** START **
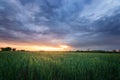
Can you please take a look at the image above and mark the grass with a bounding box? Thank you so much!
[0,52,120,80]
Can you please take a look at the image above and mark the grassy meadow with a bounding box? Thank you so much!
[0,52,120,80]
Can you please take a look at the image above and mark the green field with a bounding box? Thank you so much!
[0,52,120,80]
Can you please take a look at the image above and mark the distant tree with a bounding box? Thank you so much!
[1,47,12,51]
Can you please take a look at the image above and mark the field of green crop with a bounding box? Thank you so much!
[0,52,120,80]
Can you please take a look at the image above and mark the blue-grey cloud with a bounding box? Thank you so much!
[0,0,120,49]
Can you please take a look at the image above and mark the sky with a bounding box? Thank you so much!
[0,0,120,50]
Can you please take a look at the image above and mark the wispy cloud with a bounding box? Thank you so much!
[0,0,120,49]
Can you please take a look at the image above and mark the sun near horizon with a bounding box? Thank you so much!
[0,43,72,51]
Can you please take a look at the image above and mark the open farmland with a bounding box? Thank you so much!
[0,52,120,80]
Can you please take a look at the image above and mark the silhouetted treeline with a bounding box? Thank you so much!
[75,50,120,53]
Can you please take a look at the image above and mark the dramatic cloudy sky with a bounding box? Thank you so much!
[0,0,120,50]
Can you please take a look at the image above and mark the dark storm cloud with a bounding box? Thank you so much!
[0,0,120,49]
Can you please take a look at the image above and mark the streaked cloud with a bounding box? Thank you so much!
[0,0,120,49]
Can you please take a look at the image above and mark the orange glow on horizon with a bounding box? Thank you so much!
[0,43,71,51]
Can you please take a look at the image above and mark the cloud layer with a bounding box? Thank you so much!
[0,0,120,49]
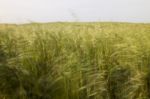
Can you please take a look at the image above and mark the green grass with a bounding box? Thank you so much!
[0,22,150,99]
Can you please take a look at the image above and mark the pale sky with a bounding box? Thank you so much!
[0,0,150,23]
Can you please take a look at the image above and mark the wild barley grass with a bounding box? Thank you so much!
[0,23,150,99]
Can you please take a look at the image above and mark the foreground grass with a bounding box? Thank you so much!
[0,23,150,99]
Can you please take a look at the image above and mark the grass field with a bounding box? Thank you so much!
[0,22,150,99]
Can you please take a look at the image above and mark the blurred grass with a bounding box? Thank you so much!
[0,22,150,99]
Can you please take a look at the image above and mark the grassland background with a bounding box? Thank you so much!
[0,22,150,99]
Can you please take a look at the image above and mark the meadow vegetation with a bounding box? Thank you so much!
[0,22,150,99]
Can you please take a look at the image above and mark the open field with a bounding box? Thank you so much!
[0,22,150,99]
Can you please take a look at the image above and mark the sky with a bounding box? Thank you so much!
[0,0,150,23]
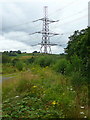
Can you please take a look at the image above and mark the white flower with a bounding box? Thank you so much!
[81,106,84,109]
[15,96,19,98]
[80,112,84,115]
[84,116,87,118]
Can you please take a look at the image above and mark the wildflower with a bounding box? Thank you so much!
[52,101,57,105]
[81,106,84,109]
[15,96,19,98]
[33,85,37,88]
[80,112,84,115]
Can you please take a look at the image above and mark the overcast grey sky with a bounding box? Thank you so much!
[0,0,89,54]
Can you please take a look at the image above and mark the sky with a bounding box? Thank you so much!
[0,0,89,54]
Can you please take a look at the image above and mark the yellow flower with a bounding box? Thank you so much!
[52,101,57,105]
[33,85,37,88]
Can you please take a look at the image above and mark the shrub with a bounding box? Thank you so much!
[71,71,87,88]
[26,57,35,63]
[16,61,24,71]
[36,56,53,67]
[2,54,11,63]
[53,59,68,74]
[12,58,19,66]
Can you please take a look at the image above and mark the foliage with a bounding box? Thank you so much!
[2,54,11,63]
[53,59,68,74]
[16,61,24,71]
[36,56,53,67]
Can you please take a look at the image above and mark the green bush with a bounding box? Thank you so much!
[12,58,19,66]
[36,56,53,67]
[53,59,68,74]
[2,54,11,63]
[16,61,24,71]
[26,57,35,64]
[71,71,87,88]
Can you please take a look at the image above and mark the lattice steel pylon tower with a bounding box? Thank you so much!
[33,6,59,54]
** END **
* [Work to do] Format all of the lines above as a JSON list of strings, one string per line, skipping any blank lines. Leave the pictures out of the list.

* [Answer to this task]
[
  "Can you please take a look at the image above and mark the grass with a bounding box? Thank you so much!",
  "[0,52,120,80]",
  "Can you please take a look at the image above and mark the grassy meadow with a bounding box? Thank you so much!",
  "[0,52,120,80]",
  "Can you please take a look at the image above and mark the green field with a bounding box? Thank you so much!",
  "[0,52,120,80]",
  "Can you please take a look at the image above and mark the distant tree with a bounding box? Thank you so much!",
  "[1,47,12,51]",
  "Can you please take a look at the image above and mark the field of green crop with a bounding box? Thank you so much!",
  "[0,52,120,80]",
  "Can you please take a look at the image above and mark the blue-grey cloud with a bounding box? Thank you so much!",
  "[0,0,120,49]",
  "Can you please take a look at the image above and mark the sky with a bounding box? Thank you so much!",
  "[0,0,120,50]",
  "Can you please take a look at the image above and mark the wispy cloud with a bounding box? Thank you so much!",
  "[0,0,120,49]",
  "Can you please take a look at the image above and mark the sun near horizon with a bounding box? Thank you so much!",
  "[0,43,72,51]",
  "Can you please take a look at the image above and mark the open farmland with a bounding box? Thank you so much!",
  "[0,52,120,80]",
  "Can you please take a look at the image above and mark the silhouetted treeline with a bounding box? Thank you so much!",
  "[75,50,120,53]",
  "Can you please take a look at the image above and mark the dramatic cloudy sky with a bounding box? Thank you so much!",
  "[0,0,120,50]",
  "Can you please take a look at the image above and mark the dark storm cloud with a bounding box? Thank you so much!",
  "[0,0,120,49]",
  "Can you please take a look at the image above and mark the streaked cloud with a bounding box? Thank you so much!",
  "[0,0,120,49]",
  "Can you please take a look at the image above and mark the orange glow on horizon with a bounding box? Thank you so much!",
  "[0,43,71,51]",
  "Can you please take a look at the image above and mark the cloud layer with a bounding box? Thank you so much!",
  "[0,0,120,49]",
  "Can you please take a look at the image above and mark the green grass with a bounding box? Thank you so much!",
  "[0,22,150,99]",
  "Can you please take a look at the image above and mark the pale sky with a bounding box? Thank you so much!",
  "[0,0,150,23]",
  "Can you please take a look at the image above and mark the wild barley grass with a bounding box? Thank you so much!",
  "[0,23,150,99]",
  "Can you please take a look at the image above and mark the foreground grass with a bounding box? Thank you so much!",
  "[0,23,150,99]",
  "Can you please take a look at the image above and mark the grass field with a bounding box? Thank you so much!",
  "[0,22,150,99]",
  "Can you please take a look at the image above and mark the blurred grass with a bounding box? Thank you so much!",
  "[0,22,150,99]",
  "Can you please take a look at the image above and mark the grassland background with a bounding box? Thank you so much!",
  "[0,22,150,99]",
  "Can you please take a look at the image above and mark the meadow vegetation with a bounding box? Thank you so much!",
  "[0,22,150,99]",
  "Can you please take a look at the image above and mark the open field with a bounding box? Thank you so much!",
  "[0,22,150,99]",
  "Can you please take a look at the image above and mark the sky with a bounding box? Thank you so much!",
  "[0,0,150,23]",
  "Can you please take a look at the image above and mark the white flower with a bounding box? Thank you so much!",
  "[81,106,84,109]",
  "[15,96,19,98]",
  "[80,112,84,115]",
  "[84,116,87,118]",
  "Can you please take a look at the image above and mark the wildflower with a bounding box? Thank you so much!",
  "[52,101,57,105]",
  "[81,106,84,109]",
  "[15,96,19,98]",
  "[33,85,37,88]",
  "[80,112,84,115]",
  "Can you please take a look at the image above and mark the overcast grey sky with a bounding box? Thank you so much!",
  "[0,0,89,54]",
  "Can you please take a look at the image above and mark the sky with a bounding box? Thank you so much!",
  "[0,0,89,54]",
  "Can you please take a look at the image above and mark the yellow flower with a bounding box? Thank you so much!",
  "[52,101,57,105]",
  "[33,85,37,88]",
  "Can you please take a look at the image above and mark the shrub with a bounding box? Thank you so much!",
  "[71,71,87,88]",
  "[26,57,35,63]",
  "[16,61,24,71]",
  "[36,56,53,67]",
  "[2,54,11,63]",
  "[53,59,68,74]",
  "[12,58,19,66]",
  "Can you please take a look at the image above and mark the foliage with a bounding box? Thank you so much!",
  "[2,54,11,63]",
  "[53,59,68,74]",
  "[16,61,24,71]",
  "[36,56,53,67]",
  "Can you please take a look at the image above and mark the green bush with a bounding box? Thank you so much!",
  "[12,58,19,66]",
  "[36,56,53,67]",
  "[53,59,68,74]",
  "[2,54,11,63]",
  "[16,61,24,71]",
  "[26,57,35,64]",
  "[71,71,87,88]",
  "Can you please take a look at the image above and mark the lattice steel pylon tower with a bounding box? Thank you so much!",
  "[33,6,59,54]"
]